##### Okuma metni #####
Emsal Mahkeme Kararı İstanbul Anadolu 6. Asliye Ticaret Mahkemesi 2017/359 E. 2021/395 K. 30.03.2021 T.

Görüntülediğiniz mahkeme kararı henüz kesinleşmemiştir. Yararlı olması amacıyla eklenmiştir.

T.C. İstanbul Anadolu 6. ASLİYE TİCARET MAHKEMESİ
ESAS NO : 2017/359 Esas
KARAR NO : 2021/395
DAVA : Tespit
DAVA TARİHİ : 28/03/2017
KARAR TARİHİ : 30/03/2021
Davacı vekili tarafından davalı aleyhine açılan işbu davanın mahkememizde yapılan açık yargılaması sonucunda;
GEREĞİ DÜŞÜNÜLDÜ:
Davacı vekili dava dilekçesinde özetle; davacı şirkete ait arsa üzerinde bulunan —– eski binanın yıkılıp mevcut bahçe katında arsa tesviyesinin tamamlanması ile çıkan molozun işyerinden moloz döküm sahalarına nakli için davacı ve davalı arasında —— tarihli bir harfiyat sözleşmesi tanzim edilerek imzalandığını, davalının taahhüt altına alınan yıkım işini ve eski bina molozunun yıkım sahasından kaldırılarak döküm sahasına taşınması işini tamamlamadığının molozların üzerine toprak sererek mevcut işin fotoğraflanmasından da anlaşılacağı üzere molozları kamufile etmeye çalıştığını, davalıya yükümlülüklerini yerine getirmesi için —– yevmiye sayılı olarak ihtarname keşide edildiği, bu ihtarnamenin karşı tarafa —— tarihinde tebliğ edildiğini, ihtarname ile verilen sürenin dolmasına rağmen eksik işin tamamlanmadığını, davalının temerrüde düştüğünü belirtmiş, işin eksik yapılmasının mahkemece tespit edilmesine karar verilmesini talep ve dava etmiştir.
Davalıya dava dilekçesi ekli açıklamalı davetiye tebliğ edilmiş, süresi içerisinde cevap dilekçesi sunulmamıştır.
Dava; taraflar arasındaki yazılı eser sözleşmesi kapsamında davalı/yüklenicinin yüklenimindeki işin eksik ifasından dolayı davacının maddi zararının tespiti istemine ilişkindir.
Taraflar arasında ——– tarihli harfiyat sözleşmesi tanzim edildiği hususunda uyuşmazlık bulunmamaktadır.
Taraflar arasındaki uyuşmazlık; davalı/yüklenici şirketin sözleşme kapsamında yüklenimindeki binanın yıkılması sonucu ortaya çıkacak moloz/artığın iş sahasından alınarak yasal döküm sahalarına nakline ilişkin işi tam olarak ifa edip etmediği, bu kapsamda, yüklenimindeki işi sözleşme koşullarına göre yerine getirip getirmediği ile davacının maddi zararının tespiti için iş bu davayı açmakta haklı ve hukuki yararının bulunup bulunmadığı noktalarında toplanmaktadır.
#####
_Görev tanımı 1_
Kayıtlarda "spot the dark background." ifadesini içeren satırdan kayıtların sonuna kadar, iki uç da dahil olmak üzere tüm satırları boş satırları atlayarak "Sıra No" ve "Satır" sütunlarından oluşan bir Markdown tablosu halinde düzenleyin.
Mahkeme kararı metni ile kayıtlar arasında herhangi bir bağlantı yoktur.
##### Alıştırma verileri #####
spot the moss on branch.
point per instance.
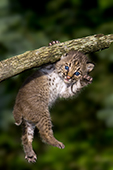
(17, 64)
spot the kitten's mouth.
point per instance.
(88, 78)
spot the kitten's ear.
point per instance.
(90, 66)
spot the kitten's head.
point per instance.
(73, 66)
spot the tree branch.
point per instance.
(17, 64)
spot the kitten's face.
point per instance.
(73, 66)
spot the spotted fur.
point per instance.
(41, 90)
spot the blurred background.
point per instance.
(83, 124)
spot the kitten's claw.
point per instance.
(54, 42)
(31, 159)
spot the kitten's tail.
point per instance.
(17, 113)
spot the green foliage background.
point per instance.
(83, 124)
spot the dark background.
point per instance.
(83, 124)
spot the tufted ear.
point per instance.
(90, 66)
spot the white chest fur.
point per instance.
(57, 87)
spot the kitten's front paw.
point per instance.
(54, 42)
(31, 158)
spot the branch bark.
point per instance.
(17, 64)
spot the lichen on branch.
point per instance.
(30, 59)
#####
_Görev tanımı 2_
Mahkeme kararı metninin "Taraflar arasında ——–" ifadesinden "bulunmadığı noktalarında toplanmaktadır." ifadesine kadar olan kısmını, "uyuşmazlık" sözcüğünün yerine "anlaşmazlık" koyarak yeniden yazın.

_Yazılı çözüm 1_
| Sıra No | Satır |
|---|---|
| 1 | spot the dark background. |
| 2 | point per instance. |
| 3 | (83, 124) |
| 4 | spot the tufted ear. |
| 5 | point per instance. |
| 6 | (90, 66) |
| 7 | spot the white chest fur. |
| 8 | point per instance. |
| 9 | (57, 87) |
| 10 | spot the kitten's front paw. |
| 11 | point per instance. |
| 12 | (54, 42) |
| 13 | (31, 158) |
| 14 | spot the branch bark. |
| 15 | point per instance. |
| 16 | (17, 64) |
| 17 | spot the lichen on branch. |
| 18 | point per instance. |
| 19 | (30, 59) |

_Yazılı çözüm 2_
Taraflar arasında ——– tarihli harfiyat sözleşmesi tanzim edildiği hususunda anlaşmazlık bulunmamaktadır.
Taraflar arasındaki anlaşmazlık; davalı/yüklenici şirketin sözleşme kapsamında yüklenimindeki binanın yıkılması sonucu ortaya çıkacak moloz/artığın iş sahasından alınarak yasal döküm sahalarına nakline ilişkin işi tam olarak ifa edip etmediği, bu kapsamda, yüklenimindeki işi sözleşme koşullarına göre yerine getirip getirmediği ile davacının maddi zararının tespiti için iş bu davayı açmakta haklı ve hukuki yararının bulunup bulunmadığı noktalarında toplanmaktadır.